1. The Separation of Power Principle

Turning to the question of internal workings of government from a sharī‘a’_s point of view,_ the first thing to notice is that sharī‘a (as it has been understood and practiced until very recently) does not explicitly offer a doctrine of the “separation of powers”. This should come as no surprise, for the Western doctrine of the separation of powers itself has recent origins. Moreover, the Islamic traditional sharī‘a did not conceive of distinct governmental powers to be separated from each other, in the first place (Bahlul 2007: 531).

There is, of course, no reason why contemporary sharī‘a thinkers cannot take up the challenge to elaborate a position with respect to the separation of different branches of government. One may refer to Abū l-Hasan ‘Alī al-Māwardī’s (972 – 1058 CE) political theory, which, in some ways, represents the “political sphere”, as conceived by traditional sharī‘a. In his Tadwīn ad-dustūr al-islāmī Abū l-A‘lā al-Mawdūdī recognizes an existing but “unwritten” Islamic constitution, and in his al-Qānūn al-islāmī wa-turuq tanfīdhihi he explains various types of law (constitutional and other) which Islamic lawmakers need to design. Abū l-A‘lā al-Mawdūdī paves the way for a discussion of the meaning and role of the parliament (“legislative assembly”) in the Islamic regime, because he takes the decisive step of espousing popular government, where people can freely elect their representatives. Adapting an ancient term to modern usage, Abū l-A‘lā al-Mawdūdī often refers to members of the parliament as “those who loose and bind” (ahl al-hall wa-l-‘aqd). He raises the question of what position they have, whether they serve as mere consultants to the caliph, or whether the caliph is “bound” by their decision. His answer is that

“we have no choice but to make the executive power subject to the majority decision of the legislative council”. (Mawdūdī  1970: 38)

□ □ □

=== WHAT IS REQUIRED ===
Please write the next part of the passage on sharī‘a and the separation of powers, picking up right after the closing quotation from Mawdūdī.

□ □ □

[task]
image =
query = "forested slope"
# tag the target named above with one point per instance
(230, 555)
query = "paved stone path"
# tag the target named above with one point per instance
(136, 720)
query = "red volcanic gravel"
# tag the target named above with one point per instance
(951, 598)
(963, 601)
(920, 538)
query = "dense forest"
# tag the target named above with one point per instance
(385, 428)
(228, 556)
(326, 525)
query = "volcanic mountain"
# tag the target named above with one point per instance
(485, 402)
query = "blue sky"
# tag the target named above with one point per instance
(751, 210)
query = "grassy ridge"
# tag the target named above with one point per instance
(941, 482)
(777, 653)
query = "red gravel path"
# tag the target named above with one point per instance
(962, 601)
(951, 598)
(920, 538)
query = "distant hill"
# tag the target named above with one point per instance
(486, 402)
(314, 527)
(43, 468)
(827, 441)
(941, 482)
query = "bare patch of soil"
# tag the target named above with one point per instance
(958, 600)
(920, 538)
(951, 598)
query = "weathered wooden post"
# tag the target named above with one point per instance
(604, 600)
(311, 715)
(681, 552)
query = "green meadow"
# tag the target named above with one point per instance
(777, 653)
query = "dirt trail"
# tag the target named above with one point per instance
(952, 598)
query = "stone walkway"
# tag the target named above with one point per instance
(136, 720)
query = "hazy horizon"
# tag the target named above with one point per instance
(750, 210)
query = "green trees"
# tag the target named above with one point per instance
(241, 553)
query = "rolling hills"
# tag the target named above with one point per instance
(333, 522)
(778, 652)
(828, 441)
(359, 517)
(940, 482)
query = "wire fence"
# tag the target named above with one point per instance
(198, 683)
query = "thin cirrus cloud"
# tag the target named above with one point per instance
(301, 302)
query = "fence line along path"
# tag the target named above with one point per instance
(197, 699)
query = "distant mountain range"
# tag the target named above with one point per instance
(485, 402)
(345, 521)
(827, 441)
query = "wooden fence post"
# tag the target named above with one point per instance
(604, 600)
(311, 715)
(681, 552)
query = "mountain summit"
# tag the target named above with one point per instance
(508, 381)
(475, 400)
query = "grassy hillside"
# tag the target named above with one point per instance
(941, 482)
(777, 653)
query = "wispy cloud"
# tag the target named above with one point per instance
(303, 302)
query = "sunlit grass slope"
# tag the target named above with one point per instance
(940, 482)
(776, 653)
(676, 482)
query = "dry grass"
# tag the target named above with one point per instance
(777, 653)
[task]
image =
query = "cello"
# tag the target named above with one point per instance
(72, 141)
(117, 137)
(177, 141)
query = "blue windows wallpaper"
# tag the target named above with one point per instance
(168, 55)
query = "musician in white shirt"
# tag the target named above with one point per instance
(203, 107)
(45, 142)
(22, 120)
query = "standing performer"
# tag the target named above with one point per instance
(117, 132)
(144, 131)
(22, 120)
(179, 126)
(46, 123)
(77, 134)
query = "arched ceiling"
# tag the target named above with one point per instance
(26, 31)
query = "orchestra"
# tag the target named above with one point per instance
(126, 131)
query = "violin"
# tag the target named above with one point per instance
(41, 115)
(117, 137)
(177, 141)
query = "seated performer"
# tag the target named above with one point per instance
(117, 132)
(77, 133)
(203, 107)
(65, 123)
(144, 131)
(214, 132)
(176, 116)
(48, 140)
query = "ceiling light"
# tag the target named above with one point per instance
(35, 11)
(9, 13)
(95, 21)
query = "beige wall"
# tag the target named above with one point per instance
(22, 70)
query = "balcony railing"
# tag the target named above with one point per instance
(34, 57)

□ □ □

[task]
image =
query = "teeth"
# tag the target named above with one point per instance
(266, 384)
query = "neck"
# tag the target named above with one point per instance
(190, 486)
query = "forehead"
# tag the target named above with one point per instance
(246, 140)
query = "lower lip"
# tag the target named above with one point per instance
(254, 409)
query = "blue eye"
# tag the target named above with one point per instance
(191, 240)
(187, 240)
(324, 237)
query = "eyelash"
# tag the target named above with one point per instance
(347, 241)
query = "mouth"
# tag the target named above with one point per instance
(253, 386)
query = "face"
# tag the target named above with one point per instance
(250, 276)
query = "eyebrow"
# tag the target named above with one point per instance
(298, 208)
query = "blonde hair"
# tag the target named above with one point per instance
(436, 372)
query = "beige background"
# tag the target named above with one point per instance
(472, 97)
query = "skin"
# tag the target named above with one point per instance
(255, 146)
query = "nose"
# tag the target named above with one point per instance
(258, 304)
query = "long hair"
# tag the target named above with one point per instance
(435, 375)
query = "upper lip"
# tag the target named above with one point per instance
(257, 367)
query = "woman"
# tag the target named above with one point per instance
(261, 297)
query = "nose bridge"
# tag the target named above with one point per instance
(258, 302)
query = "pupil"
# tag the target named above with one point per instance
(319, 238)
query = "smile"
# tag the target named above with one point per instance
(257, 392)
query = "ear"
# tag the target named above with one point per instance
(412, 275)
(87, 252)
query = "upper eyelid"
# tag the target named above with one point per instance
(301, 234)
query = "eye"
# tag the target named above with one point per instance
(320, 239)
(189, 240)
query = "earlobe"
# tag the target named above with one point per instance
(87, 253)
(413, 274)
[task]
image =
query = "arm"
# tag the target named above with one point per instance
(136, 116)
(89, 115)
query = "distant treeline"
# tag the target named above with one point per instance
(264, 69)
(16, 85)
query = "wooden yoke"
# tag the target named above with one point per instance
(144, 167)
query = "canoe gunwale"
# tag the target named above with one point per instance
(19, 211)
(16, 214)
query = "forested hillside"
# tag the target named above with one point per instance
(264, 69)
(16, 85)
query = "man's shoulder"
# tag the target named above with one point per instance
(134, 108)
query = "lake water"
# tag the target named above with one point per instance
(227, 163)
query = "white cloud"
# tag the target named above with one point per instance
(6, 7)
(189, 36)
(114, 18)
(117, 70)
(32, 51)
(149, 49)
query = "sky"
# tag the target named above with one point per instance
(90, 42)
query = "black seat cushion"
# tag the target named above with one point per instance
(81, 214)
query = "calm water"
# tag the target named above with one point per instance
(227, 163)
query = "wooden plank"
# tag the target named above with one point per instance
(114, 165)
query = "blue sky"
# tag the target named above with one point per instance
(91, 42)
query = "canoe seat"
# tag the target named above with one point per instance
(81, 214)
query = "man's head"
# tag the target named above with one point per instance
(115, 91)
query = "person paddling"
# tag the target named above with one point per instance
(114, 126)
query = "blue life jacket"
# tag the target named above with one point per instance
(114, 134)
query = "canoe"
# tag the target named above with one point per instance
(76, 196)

□ □ □

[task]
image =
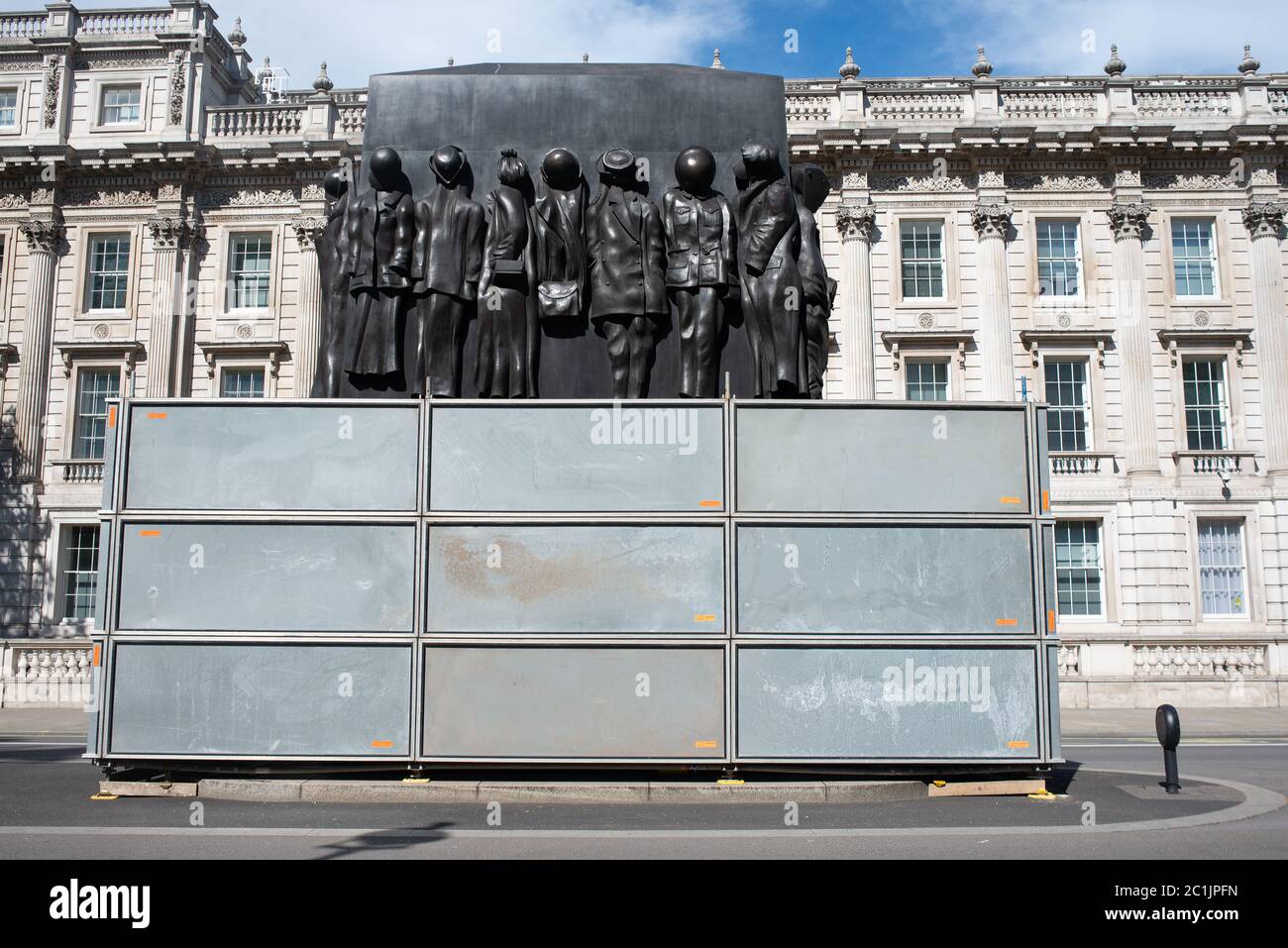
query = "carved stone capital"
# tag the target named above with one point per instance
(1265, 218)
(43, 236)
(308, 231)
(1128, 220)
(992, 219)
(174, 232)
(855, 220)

□ □ □

=== RESPONSE TO THIS TASK ===
Seen as a general tendency in contemporary Islamic modeled states, especially in the Middle East, the subordination of all organs of the state to the executive authority is obvious, due to the fact that a series of new constitutions and basic laws were written, the extensive authority grants to the executive to rule by decrees (e.g. qarārāt, marāsīm, farāmin-e taqnīnī, moqarrarāt), the creation of a weak parliament, and the foundation of a series of mass political organizations to replace old, multiparty systems. Yet, regimes left the judicial structure alone. States of emergency and new constitutions granted regimes a fairly free hand in drafting legislation. Attempts by the courts to curb executive authority were often effectively forestalled.

In this context, Egypt is a striking example: One can detect an early move towards constitutional review when ‘Abd ar-Razzāq as-Sanhūrī developed his brief tenure as an administrative judge to transform the Majlis ad-Dawla into a proto-constitutional court, anticipating developments in France which saw the equivalent Conseil d’Etat accepting to review administrative excesses in the light of higher principes generaux du droit. In its famous decision on 20 February 1948 the Egyptian Conseil d’Etat established that

“there is nothing in Egyptian law which prevents Egyptian courts from addressing the constitutionality of laws whether in the issuing of decrees or legislation or whether from the point of view of form and substance”.

After rejecting the argument by the government that such review would contradict the principle of the separation of powers, the Court concluded that

“if one of the powers is using the principle of separation of powers as a pretext to undermine the constitution, the matters would end in limits chaos”. (Majmu‘āt ahkām majlis ad-dawla (Cairo, II): 3150_,_ quoted in Hiba 1992: 254; Mallat 1997: 395)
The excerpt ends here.